(Saved entries)
============

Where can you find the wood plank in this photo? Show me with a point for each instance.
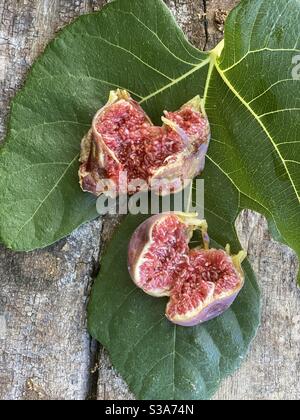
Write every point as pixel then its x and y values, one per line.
pixel 45 352
pixel 271 371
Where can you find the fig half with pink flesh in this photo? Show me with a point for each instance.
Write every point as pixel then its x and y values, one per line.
pixel 123 139
pixel 201 283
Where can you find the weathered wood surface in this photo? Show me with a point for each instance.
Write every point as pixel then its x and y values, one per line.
pixel 45 351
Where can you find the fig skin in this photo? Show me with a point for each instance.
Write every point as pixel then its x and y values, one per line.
pixel 214 304
pixel 140 242
pixel 176 171
pixel 205 314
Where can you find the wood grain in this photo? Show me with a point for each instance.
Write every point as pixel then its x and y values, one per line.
pixel 45 352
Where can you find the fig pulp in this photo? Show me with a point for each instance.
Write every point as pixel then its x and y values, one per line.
pixel 123 140
pixel 201 283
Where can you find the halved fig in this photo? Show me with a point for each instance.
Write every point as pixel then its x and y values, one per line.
pixel 201 283
pixel 123 140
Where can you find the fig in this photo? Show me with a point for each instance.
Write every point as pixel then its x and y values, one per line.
pixel 201 283
pixel 124 140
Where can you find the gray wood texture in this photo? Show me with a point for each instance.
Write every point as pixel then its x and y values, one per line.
pixel 45 351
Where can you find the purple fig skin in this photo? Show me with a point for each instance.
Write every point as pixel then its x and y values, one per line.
pixel 215 304
pixel 213 310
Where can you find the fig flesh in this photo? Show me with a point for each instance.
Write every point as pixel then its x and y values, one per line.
pixel 201 283
pixel 123 140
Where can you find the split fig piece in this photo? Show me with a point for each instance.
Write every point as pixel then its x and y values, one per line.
pixel 201 283
pixel 124 140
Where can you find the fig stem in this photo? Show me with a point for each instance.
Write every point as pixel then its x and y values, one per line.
pixel 177 129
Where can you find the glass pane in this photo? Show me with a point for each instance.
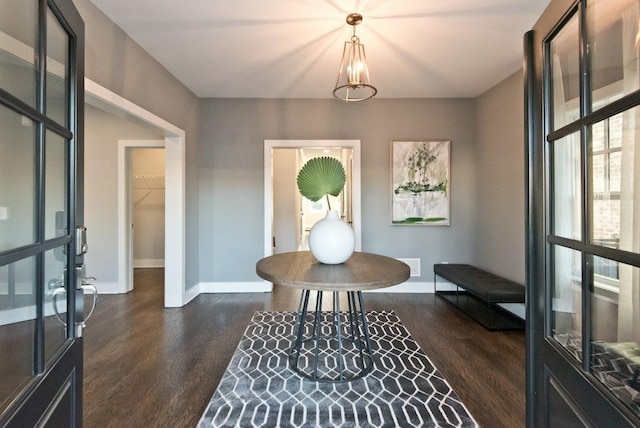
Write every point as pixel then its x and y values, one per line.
pixel 17 48
pixel 567 200
pixel 615 359
pixel 614 56
pixel 17 326
pixel 614 170
pixel 55 301
pixel 565 74
pixel 57 70
pixel 17 182
pixel 567 300
pixel 56 179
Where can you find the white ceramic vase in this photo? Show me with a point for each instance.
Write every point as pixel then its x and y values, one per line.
pixel 331 240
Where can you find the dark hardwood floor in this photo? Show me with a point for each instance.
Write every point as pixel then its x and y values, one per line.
pixel 154 367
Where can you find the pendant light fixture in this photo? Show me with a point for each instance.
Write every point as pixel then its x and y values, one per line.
pixel 353 83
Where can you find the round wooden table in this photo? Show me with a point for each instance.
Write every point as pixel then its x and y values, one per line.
pixel 332 346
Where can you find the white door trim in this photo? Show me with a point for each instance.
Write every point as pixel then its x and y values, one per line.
pixel 269 145
pixel 174 144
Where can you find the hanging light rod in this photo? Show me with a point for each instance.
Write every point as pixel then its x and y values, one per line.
pixel 354 83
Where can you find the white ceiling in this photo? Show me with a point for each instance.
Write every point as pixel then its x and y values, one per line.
pixel 293 48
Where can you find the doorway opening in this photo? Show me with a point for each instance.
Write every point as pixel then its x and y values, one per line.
pixel 288 217
pixel 174 143
pixel 144 170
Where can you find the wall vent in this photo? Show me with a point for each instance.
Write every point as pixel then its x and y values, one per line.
pixel 414 266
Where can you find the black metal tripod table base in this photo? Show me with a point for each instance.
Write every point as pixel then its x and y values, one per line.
pixel 331 346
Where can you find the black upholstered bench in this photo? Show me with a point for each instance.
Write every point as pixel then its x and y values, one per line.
pixel 478 294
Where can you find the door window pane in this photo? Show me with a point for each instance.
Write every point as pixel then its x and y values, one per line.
pixel 55 301
pixel 567 300
pixel 57 70
pixel 565 74
pixel 17 326
pixel 615 359
pixel 612 38
pixel 56 176
pixel 567 199
pixel 615 181
pixel 17 182
pixel 17 48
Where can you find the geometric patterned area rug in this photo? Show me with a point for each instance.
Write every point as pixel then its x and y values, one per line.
pixel 404 389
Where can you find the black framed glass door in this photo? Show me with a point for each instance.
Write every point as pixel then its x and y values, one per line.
pixel 41 240
pixel 583 255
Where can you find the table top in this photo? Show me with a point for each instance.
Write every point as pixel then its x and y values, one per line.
pixel 363 271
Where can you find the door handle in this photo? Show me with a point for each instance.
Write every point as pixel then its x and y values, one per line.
pixel 84 286
pixel 54 301
pixel 87 286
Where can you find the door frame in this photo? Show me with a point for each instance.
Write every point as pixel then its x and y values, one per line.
pixel 125 207
pixel 175 211
pixel 269 145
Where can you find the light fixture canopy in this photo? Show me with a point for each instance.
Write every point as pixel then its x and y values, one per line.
pixel 354 83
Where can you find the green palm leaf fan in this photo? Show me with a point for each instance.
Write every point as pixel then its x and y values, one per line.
pixel 321 177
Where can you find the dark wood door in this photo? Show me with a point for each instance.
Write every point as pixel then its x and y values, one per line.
pixel 41 237
pixel 583 237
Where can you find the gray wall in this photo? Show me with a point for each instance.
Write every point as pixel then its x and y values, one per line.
pixel 231 175
pixel 224 162
pixel 501 179
pixel 114 61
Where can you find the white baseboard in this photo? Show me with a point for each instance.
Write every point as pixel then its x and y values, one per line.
pixel 235 287
pixel 148 263
pixel 406 287
pixel 109 288
pixel 191 294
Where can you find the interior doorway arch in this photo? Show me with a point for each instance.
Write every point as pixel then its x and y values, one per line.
pixel 175 212
pixel 270 145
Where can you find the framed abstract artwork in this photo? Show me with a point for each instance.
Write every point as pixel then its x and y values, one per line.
pixel 420 193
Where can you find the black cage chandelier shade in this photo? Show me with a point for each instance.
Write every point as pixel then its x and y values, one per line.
pixel 354 83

============

# [TASK OBJECTIVE]
Without the pictures, repeat the entries above line by line, from the first through the one that contains "Where can you find the wood grain", both ends included.

# [SOLVED PROBLEM]
Where can you find the wood plank in this photo? Show me with a point for each instance.
Write every point as pixel then its x and y values, one per line.
pixel 45 352
pixel 271 371
Where can you find the fig half with pink flesh in this photo? Show me with a point for each instance.
Write every point as pixel then its x and y values, one per line.
pixel 123 139
pixel 201 283
Where can you find the weathered wood surface in this photo? Show me with a point for each instance.
Write every point as pixel then its x and y values, one per line.
pixel 45 351
Where can you find the fig skin in this photo? Show me with a point for each instance.
Write every point as pixel then its x and y values, one per line.
pixel 214 304
pixel 140 242
pixel 176 171
pixel 205 314
Where can you find the wood grain in this photo? Show me with a point for each instance.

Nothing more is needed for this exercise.